(Input data):
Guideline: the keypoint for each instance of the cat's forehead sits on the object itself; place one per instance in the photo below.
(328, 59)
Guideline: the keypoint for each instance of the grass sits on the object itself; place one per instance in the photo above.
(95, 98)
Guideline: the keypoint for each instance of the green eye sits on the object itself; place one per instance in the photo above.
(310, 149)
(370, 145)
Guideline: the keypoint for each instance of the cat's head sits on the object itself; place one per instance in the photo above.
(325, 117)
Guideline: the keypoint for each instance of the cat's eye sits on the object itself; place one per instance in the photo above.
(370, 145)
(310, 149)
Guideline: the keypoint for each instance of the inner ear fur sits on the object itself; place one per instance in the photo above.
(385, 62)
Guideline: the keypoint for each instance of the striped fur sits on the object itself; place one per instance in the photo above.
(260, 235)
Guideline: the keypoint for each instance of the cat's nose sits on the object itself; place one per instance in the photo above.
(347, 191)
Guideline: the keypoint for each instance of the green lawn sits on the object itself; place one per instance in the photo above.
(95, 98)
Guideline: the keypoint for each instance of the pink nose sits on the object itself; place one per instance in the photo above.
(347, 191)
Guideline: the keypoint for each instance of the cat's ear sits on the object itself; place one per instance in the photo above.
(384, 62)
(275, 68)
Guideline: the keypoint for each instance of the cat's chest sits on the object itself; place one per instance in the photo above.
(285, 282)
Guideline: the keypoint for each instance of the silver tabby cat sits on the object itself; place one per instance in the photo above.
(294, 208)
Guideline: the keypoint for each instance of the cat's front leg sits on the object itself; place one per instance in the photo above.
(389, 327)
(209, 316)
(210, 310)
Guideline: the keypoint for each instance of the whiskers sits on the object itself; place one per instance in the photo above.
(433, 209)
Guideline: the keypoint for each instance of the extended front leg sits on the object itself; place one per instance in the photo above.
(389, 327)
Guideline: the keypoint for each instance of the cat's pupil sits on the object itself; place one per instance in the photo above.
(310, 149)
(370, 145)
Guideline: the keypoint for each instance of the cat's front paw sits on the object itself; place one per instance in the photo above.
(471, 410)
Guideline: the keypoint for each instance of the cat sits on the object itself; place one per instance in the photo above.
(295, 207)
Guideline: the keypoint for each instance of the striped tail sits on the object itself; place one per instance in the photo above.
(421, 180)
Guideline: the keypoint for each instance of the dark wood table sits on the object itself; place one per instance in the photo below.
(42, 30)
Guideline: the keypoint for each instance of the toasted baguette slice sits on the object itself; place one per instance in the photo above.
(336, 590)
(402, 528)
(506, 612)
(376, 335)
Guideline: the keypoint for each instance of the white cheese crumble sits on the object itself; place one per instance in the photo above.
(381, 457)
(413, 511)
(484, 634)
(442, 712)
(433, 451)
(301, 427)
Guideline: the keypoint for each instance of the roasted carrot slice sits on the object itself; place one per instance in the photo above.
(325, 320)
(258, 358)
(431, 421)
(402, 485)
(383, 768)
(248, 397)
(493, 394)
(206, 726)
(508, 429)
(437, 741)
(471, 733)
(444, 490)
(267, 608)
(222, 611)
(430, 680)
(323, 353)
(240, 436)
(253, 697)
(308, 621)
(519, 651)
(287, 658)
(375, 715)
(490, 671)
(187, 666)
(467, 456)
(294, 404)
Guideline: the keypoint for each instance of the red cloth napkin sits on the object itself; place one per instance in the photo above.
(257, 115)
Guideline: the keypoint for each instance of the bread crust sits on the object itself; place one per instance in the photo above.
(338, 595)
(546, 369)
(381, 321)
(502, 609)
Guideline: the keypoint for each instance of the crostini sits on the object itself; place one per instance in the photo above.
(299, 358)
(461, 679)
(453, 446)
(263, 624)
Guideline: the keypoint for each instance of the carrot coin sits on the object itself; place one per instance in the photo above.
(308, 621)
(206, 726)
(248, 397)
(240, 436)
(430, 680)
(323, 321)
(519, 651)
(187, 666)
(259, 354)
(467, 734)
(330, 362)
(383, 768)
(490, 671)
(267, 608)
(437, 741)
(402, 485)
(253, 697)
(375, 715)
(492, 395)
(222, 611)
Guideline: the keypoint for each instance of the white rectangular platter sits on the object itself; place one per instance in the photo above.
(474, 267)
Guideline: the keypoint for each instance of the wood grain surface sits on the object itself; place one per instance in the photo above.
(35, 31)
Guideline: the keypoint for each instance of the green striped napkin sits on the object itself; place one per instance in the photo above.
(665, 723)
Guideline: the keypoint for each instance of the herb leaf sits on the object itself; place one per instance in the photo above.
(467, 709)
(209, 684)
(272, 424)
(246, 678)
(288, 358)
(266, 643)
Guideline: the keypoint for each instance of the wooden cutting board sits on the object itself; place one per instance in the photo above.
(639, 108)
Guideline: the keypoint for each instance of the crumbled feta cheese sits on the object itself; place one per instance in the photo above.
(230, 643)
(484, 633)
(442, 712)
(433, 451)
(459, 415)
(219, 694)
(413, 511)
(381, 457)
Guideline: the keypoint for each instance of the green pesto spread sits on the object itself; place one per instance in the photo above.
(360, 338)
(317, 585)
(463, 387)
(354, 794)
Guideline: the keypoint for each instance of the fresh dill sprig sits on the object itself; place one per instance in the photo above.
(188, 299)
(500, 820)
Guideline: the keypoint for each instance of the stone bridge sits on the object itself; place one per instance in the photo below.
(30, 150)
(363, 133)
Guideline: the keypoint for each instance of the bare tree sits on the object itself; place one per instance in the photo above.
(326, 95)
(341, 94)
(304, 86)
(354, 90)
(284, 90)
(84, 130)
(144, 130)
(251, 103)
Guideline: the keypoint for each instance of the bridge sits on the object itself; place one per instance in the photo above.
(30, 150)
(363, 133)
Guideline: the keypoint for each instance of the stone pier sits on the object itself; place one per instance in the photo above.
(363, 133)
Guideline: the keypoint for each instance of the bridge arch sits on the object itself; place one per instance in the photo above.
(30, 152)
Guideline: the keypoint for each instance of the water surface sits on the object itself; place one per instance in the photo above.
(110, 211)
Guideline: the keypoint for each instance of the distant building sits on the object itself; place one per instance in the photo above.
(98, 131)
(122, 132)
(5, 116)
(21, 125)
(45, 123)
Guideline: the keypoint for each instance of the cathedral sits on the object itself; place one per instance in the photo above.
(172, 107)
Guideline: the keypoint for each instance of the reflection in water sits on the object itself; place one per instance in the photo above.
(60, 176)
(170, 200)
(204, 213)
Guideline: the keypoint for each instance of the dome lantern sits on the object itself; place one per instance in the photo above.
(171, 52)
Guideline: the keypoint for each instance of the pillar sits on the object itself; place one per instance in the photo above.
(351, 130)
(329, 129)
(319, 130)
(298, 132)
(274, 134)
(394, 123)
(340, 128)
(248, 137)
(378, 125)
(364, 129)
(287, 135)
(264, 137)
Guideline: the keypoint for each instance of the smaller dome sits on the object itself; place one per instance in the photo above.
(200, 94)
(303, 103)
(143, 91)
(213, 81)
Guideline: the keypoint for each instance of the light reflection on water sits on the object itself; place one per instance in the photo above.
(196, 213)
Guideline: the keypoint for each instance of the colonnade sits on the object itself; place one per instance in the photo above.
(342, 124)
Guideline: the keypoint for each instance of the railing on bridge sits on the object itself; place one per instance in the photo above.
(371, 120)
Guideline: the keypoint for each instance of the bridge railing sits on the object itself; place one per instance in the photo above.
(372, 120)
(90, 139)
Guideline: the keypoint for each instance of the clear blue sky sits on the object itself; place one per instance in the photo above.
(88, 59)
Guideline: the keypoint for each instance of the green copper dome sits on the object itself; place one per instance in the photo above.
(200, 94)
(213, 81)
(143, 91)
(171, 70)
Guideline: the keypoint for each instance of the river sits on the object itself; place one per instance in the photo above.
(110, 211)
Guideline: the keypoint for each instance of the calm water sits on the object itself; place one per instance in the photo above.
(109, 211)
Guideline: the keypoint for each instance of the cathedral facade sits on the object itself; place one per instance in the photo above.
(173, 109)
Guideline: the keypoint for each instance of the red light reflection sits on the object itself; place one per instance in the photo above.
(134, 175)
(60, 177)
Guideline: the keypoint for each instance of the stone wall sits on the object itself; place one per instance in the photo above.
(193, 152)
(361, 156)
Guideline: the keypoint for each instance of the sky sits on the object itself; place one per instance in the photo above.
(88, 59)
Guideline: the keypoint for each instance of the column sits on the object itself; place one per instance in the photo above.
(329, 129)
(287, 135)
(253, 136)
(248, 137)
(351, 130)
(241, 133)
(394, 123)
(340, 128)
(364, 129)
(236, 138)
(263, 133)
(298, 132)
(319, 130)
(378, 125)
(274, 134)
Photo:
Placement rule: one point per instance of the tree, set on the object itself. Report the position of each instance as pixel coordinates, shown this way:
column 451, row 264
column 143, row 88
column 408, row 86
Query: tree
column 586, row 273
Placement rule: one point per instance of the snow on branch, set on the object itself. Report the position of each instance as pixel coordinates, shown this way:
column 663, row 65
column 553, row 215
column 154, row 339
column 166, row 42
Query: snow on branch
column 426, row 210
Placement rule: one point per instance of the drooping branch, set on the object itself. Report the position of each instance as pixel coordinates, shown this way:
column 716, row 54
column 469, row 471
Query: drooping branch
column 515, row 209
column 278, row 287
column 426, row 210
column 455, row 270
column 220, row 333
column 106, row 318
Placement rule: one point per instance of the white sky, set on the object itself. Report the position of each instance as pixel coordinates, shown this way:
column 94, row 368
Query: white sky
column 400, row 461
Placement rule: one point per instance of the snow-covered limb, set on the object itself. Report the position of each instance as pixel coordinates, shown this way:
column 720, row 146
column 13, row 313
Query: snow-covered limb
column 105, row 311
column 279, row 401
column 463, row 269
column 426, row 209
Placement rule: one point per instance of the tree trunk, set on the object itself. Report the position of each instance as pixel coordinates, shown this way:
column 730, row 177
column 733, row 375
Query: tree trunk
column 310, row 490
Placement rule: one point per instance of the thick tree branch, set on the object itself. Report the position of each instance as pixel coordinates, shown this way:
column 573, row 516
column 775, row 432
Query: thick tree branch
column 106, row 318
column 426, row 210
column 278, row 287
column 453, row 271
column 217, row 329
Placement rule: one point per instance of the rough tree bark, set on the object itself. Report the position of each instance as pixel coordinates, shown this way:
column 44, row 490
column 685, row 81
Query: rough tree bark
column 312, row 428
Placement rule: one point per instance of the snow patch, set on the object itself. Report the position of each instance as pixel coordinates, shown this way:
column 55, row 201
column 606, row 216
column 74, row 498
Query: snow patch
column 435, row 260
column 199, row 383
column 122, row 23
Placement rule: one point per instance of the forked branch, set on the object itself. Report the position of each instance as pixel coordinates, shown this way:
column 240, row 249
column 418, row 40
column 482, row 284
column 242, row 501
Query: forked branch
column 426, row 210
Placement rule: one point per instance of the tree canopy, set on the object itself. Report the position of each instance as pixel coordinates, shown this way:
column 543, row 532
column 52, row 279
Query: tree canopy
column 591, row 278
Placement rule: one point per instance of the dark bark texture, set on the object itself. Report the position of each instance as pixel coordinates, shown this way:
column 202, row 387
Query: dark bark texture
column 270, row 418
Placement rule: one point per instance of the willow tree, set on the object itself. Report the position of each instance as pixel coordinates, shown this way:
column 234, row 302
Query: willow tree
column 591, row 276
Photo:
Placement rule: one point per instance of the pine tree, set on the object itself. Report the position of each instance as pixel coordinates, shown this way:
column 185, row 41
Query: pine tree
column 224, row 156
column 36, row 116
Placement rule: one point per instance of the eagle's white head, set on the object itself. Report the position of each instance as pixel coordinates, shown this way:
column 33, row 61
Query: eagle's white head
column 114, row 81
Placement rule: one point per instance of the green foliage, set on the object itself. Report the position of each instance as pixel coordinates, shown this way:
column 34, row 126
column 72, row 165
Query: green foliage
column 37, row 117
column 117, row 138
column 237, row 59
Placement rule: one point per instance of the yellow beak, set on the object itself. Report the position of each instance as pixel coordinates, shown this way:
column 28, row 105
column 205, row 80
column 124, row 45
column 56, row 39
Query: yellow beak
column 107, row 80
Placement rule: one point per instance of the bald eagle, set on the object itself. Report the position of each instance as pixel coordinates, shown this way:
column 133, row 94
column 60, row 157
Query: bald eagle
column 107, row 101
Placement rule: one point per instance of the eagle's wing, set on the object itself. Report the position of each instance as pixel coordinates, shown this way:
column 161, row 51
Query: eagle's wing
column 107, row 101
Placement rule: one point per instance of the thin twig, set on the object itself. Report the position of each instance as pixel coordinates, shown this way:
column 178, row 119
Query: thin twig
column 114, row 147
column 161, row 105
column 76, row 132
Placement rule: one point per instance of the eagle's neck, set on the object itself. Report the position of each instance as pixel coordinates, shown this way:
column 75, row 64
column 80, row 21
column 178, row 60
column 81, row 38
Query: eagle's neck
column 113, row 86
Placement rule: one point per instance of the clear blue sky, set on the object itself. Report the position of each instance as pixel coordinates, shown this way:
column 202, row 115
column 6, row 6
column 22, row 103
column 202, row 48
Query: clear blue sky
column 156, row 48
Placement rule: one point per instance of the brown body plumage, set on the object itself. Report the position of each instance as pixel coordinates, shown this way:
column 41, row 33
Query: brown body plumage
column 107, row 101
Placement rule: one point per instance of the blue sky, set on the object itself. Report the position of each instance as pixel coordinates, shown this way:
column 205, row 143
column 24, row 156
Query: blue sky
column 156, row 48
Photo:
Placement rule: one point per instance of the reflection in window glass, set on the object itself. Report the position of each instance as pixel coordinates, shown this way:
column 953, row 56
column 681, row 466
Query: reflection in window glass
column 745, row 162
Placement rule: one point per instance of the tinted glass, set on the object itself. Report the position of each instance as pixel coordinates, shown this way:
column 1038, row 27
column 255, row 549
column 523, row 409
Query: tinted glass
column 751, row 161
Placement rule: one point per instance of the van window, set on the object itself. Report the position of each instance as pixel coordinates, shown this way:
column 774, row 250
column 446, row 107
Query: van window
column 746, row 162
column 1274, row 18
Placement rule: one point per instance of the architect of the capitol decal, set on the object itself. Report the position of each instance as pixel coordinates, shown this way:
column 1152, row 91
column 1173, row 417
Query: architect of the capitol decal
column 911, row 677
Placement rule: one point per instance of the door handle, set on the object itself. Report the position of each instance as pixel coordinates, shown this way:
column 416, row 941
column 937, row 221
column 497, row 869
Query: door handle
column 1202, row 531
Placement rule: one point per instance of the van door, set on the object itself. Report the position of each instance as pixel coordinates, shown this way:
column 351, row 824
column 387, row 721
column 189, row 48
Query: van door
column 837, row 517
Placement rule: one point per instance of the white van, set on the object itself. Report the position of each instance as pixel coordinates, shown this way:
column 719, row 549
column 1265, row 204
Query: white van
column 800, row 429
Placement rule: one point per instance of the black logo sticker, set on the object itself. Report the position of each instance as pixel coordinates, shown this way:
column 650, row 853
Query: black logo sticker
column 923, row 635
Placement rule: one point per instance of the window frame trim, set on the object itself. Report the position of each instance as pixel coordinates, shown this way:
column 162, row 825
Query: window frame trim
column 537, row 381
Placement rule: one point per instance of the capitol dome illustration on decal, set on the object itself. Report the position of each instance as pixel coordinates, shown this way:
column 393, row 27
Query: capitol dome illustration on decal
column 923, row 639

(Try it): The reply should consist only of the line containing "column 393, row 27" and all lines after it in the listing above, reproduced exactly.

(Exercise solution):
column 393, row 27
Query: capitol dome illustration on decal
column 923, row 639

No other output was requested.